TEXTO MOSTRADO
....................

En la orilla “opuesta” vemos a los profesores que sobrecargan el trabajo formativo de una agotadora “parafernalia” de recursos y actividades que pocas veces se ha valorado desde los criterios de pertinencia que exige la selección o la integración de las tecnologías digitales en los procesos educativos. Son aquellos que agobian al estudiante con recursos rimbombantes que carecen de lógica y saturan de ruido y color los entornos de aprendizaje, haciendo del momento formativo un espacio trillado y de verdadera trascendencia. Y esto, en parte, porque en nuestra cultura como país, hemos creído que adquirir un dispositivo es ya una “motivación”, pero omitimos los manuales, la relevancia de pensar la instrucción y lo fundamental de la planeación. Incluso algunos creen que planear es “hacer el libreto” de la clase, pero al final son tan malos “actores” que ni siquiera se han tomado en serio el proceso de construir su rol como profesores.
Por eso, las cosas no “marchan” como debiera. Por eso, gran parte de los profesores que han ejercido su rol como formadores en la presencialidad sin una conciencia crítica de su función como docentes, han sufrido ese “salto abrupto” a los entornos virtuales. Peor aún, hablan y lo critican desde el desconocimiento. Por eso, también, muchos de los profesores que se vieron “abocados” a “dar clases virtuales” han asumido el rol pasivo de “asesores en línea” y a las instituciones en “call centers” en los que la comunicación es unidireccional y ofrece pocas opciones: diapositivas repletas de párrafos extensos y la replicación de contenidos que se transfieren del formato impreso a los archivos PDF.

....................

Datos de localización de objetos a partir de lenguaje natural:
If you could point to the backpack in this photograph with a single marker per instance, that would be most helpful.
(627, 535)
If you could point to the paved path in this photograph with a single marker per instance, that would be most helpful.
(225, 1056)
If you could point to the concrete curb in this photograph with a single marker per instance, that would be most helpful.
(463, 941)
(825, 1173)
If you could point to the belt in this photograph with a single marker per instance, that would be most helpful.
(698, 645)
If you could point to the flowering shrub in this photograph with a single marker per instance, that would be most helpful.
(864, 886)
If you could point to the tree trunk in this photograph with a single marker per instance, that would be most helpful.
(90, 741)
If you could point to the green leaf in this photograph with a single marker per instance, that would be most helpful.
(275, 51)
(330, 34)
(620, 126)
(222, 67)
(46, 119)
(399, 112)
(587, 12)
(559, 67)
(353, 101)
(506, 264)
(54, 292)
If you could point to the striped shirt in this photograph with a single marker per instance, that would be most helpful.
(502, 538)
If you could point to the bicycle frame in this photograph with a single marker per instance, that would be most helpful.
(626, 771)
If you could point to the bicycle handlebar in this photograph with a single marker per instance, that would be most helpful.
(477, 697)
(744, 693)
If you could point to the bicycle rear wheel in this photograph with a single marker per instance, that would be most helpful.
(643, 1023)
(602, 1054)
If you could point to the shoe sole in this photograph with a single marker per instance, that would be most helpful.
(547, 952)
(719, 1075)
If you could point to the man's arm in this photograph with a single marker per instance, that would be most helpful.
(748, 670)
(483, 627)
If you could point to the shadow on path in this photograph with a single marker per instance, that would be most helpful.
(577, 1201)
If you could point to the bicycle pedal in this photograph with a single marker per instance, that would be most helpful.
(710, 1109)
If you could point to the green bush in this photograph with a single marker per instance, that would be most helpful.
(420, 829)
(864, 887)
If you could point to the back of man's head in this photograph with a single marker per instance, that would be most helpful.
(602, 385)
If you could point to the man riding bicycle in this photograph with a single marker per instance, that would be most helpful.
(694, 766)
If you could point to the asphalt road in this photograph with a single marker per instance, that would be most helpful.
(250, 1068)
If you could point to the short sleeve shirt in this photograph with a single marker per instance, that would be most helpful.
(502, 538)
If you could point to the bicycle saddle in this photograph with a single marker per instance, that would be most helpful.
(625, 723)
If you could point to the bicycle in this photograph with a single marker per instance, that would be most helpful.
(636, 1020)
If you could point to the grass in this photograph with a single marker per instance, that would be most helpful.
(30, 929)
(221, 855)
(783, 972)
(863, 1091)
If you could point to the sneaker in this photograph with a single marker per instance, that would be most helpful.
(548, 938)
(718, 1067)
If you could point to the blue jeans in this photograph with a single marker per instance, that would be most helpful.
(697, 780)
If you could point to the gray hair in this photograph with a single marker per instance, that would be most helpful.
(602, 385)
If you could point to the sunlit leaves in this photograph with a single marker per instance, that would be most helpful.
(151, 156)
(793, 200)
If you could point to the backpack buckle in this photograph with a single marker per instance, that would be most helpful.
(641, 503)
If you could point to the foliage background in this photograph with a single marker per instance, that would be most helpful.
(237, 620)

....................

TAREA
Copia literalmente el fragmento del texto sobre los profesores y las tecnologías digitales, desde "Por eso, las" hasta "los archivos PDF.", ambos incluidos.

RESPUESTA
Por eso, las cosas no “marchan” como debiera. Por eso, gran parte de los profesores que han ejercido su rol como formadores en la presencialidad sin una conciencia crítica de su función como docentes, han sufrido ese “salto abrupto” a los entornos virtuales. Peor aún, hablan y lo critican desde el desconocimiento. Por eso, también, muchos de los profesores que se vieron “abocados” a “dar clases virtuales” han asumido el rol pasivo de “asesores en línea” y a las instituciones en “call centers” en los que la comunicación es unidireccional y ofrece pocas opciones: diapositivas repletas de párrafos extensos y la replicación de contenidos que se transfieren del formato impreso a los archivos PDF.